> **Selected passage**
=== Begin Enclosure ===

The Nakapelimoru Experience.
A woman walked from her village in Kalekori, a neighboring sub-county, with her baby wrapped protectively in a shawl. Her baby was in distress and she was hoping to get some help. She felt her baby was slowly slipping away from life.
The child was constantly whimpering in the arms of the mother and appeared distressed. The eleven months old child had previously been diagnosed with hydrocephalus, a condition commonly referred to as water in the brain. This buildup of fluid in the brain typically causes increased pressure in the brain leading to a slew of symptoms that cause great discomfort for the infant. Some symptoms include; eyes that appear to gaze downward, irritability seizures, sleepiness, vomiting, devastating headaches and a significant enlargement of the head.
The mother had gone all the way to Mbale National Referral Hospital, a hospital that is well equipped to handle such cases. She was discharged and told to get treatment for her child that she couldn’t afford at that time.

=== End Enclosure ===

> **Action item**
Can you update the Nakapelimoru account by writing out everything from "The mother had" down to "at that time." again, with "discharged" changed to "sent home"?

Stored data entries:

=== Begin Enclosure ===

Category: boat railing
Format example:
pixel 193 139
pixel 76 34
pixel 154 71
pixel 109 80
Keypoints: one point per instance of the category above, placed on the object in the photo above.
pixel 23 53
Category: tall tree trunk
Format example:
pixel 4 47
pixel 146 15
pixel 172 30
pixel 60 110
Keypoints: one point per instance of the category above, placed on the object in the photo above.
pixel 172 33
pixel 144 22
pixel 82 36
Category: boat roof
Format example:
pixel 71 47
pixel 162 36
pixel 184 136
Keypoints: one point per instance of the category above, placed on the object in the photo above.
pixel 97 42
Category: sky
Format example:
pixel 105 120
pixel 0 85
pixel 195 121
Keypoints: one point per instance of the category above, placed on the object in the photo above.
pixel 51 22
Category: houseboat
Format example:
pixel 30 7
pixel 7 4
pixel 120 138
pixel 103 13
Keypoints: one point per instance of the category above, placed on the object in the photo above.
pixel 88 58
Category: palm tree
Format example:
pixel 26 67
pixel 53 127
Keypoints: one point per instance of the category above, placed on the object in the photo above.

=== End Enclosure ===

> **Finished exercise**
The mother had gone all the way to Mbale National Referral Hospital, a hospital that is well equipped to handle such cases. She was sent home and told to get treatment for her child that she couldn’t afford at that time.